— PROBLEM TO WORK ON —
Below are the records; extract from them the line containing "Annotation task —" to the line containing "Target: hospital room wall", both lines included, exactly and with no pictures.

— DATA SHOWN —
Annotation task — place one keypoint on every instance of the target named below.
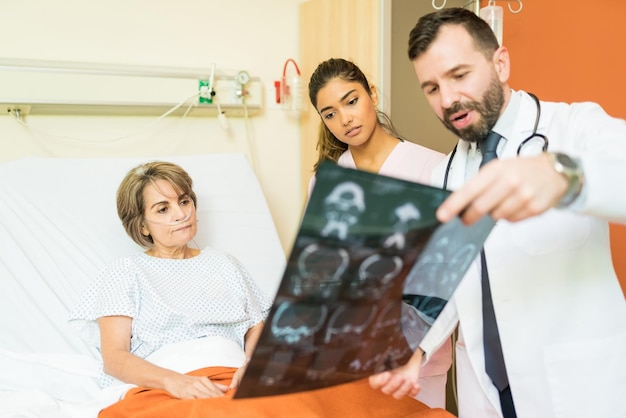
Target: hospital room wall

---

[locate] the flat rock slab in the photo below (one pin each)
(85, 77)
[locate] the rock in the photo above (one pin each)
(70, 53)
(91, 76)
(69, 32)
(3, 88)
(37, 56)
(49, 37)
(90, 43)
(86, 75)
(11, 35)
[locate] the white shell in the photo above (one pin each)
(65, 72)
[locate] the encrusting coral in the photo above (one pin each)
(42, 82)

— RESPONSE —
Annotation task — place one keypoint on every instance of the target named below.
Target: hospital room wall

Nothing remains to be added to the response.